# What you should do
Write out the entries exactly, pictures excluded.

# Input material
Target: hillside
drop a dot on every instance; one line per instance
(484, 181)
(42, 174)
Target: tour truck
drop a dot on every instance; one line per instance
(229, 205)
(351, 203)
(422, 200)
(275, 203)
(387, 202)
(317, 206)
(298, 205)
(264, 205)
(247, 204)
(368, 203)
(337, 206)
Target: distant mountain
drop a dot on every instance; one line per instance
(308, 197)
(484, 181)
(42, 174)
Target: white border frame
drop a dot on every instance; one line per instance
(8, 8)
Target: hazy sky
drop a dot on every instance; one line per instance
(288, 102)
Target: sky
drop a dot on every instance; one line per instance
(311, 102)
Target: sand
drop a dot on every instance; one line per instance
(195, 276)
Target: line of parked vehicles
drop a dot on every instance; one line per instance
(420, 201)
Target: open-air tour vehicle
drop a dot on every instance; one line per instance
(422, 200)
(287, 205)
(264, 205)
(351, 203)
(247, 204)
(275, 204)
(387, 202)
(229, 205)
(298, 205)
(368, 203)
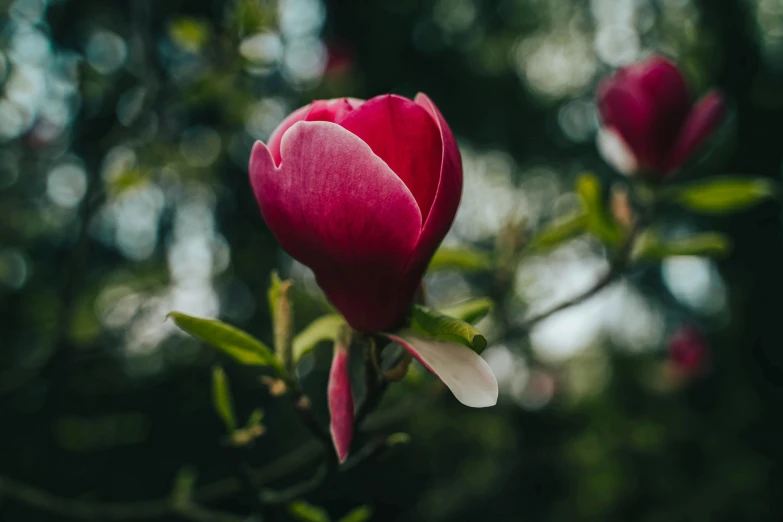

# Written reply
Target: hillside
drop a dot on every instance; one line per instance
(484, 181)
(42, 174)
Target: tour truck
drop a dot on every instance; one line per instance
(229, 205)
(351, 203)
(422, 200)
(275, 203)
(387, 202)
(317, 206)
(298, 205)
(264, 205)
(247, 204)
(368, 203)
(337, 206)
Target: distant mountain
drop a dot on every instance; one line per instance
(308, 197)
(484, 181)
(42, 174)
Target: white border frame
drop a dot on every instance; one line per instance
(8, 8)
Target: hazy sky
drop a dot on every instance; one line per instance
(288, 102)
Target: sky
drop a dot on every instance; one line per instance
(311, 102)
Target: sand
drop a dot on every instance; one line per instance
(195, 276)
Target: line of parked vehicles
drop a dot on every instance; one line per instance
(420, 201)
Target: open-air tour vehicle
drop a dot on every instance; one line per instance
(422, 200)
(287, 205)
(264, 205)
(351, 203)
(247, 204)
(275, 204)
(387, 202)
(229, 205)
(298, 205)
(368, 203)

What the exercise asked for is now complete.